# Datenzeilen:
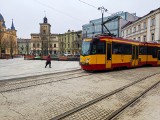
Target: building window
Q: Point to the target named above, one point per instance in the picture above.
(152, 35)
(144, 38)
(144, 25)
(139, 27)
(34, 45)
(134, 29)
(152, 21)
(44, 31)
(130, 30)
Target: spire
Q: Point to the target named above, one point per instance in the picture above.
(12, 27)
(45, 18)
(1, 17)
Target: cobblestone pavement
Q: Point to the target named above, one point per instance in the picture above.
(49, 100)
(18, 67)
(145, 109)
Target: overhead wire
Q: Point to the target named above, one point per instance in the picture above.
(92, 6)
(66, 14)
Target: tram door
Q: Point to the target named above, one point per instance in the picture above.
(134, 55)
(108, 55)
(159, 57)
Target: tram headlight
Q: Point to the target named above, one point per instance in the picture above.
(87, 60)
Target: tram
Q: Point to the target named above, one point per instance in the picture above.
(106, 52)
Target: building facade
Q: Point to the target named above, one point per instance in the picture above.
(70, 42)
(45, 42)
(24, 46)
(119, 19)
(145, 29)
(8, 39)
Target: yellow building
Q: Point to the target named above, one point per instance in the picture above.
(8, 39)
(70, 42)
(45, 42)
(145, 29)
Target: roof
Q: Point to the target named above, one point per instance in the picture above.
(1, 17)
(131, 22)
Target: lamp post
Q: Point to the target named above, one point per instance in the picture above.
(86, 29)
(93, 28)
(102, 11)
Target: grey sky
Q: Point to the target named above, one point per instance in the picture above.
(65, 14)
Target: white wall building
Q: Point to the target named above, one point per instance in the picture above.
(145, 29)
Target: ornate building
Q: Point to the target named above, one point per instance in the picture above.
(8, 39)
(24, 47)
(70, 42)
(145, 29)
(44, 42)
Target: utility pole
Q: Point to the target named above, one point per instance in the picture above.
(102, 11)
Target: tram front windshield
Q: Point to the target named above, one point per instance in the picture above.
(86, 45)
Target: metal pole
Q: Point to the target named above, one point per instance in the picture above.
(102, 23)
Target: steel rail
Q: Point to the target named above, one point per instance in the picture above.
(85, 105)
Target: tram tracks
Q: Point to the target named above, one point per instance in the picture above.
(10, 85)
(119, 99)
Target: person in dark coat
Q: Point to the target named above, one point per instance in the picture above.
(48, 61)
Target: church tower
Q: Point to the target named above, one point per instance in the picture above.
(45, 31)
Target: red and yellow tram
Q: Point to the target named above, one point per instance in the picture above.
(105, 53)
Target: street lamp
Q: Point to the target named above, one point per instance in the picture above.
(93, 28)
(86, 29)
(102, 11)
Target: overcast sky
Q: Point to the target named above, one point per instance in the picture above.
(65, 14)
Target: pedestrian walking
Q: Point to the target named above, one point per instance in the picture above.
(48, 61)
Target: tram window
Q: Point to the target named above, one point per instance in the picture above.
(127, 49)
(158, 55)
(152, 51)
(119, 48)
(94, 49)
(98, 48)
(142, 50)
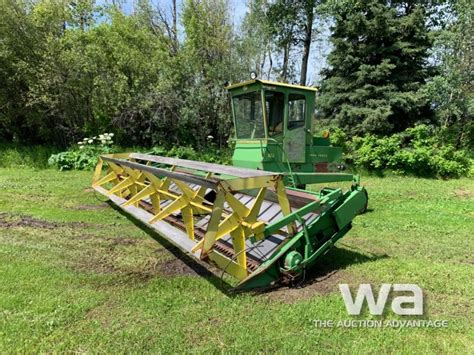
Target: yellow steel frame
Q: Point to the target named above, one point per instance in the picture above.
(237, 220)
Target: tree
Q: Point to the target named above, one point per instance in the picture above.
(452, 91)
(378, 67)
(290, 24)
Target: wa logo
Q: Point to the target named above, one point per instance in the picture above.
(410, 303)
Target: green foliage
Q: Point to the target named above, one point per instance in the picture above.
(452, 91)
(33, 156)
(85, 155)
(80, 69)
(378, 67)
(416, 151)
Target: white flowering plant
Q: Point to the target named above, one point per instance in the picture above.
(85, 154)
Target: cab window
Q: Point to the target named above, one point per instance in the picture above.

...

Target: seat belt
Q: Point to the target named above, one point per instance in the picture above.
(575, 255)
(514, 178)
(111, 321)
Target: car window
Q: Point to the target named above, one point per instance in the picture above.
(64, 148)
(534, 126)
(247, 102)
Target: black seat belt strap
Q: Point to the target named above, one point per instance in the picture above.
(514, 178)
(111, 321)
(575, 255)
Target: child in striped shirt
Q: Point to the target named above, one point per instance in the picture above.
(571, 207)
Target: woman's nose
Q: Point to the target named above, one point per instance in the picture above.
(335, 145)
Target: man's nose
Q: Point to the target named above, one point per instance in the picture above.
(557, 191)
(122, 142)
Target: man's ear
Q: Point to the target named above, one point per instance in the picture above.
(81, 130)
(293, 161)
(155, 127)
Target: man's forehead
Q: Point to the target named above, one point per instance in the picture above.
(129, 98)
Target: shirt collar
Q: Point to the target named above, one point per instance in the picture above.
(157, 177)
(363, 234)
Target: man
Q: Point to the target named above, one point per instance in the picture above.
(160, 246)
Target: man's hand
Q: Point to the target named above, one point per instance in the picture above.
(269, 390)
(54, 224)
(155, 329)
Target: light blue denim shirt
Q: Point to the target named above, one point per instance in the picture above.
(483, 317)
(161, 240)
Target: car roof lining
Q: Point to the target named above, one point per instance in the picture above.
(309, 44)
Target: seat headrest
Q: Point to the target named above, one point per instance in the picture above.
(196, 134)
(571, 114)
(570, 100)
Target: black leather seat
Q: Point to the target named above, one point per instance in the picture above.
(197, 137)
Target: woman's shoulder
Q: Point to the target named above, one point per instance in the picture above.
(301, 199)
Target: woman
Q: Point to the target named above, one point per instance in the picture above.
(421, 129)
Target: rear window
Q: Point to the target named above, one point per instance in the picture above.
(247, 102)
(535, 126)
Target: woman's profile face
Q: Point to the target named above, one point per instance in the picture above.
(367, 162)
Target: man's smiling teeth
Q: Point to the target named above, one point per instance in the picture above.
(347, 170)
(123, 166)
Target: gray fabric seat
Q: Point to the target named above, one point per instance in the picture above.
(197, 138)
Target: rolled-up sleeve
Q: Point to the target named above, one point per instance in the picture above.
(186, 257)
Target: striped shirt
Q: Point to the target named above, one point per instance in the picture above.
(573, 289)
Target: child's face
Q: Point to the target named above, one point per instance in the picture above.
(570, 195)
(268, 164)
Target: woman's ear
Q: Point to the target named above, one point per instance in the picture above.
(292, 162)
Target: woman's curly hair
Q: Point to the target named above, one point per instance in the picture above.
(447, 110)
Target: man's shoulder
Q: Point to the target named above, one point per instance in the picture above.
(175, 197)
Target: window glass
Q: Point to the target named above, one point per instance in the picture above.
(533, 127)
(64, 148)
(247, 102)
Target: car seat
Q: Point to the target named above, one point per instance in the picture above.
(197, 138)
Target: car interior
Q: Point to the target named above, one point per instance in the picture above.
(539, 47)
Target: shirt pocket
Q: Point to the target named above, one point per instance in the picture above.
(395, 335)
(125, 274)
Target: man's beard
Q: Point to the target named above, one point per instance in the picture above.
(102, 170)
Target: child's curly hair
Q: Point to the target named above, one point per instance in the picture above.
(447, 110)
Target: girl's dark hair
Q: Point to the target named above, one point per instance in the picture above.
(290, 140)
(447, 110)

# Aufgabe:
Wie viele der Zeilen oben enthalten das Wort „yellow“? Nenne nur die Zahl.

# Lösung:
3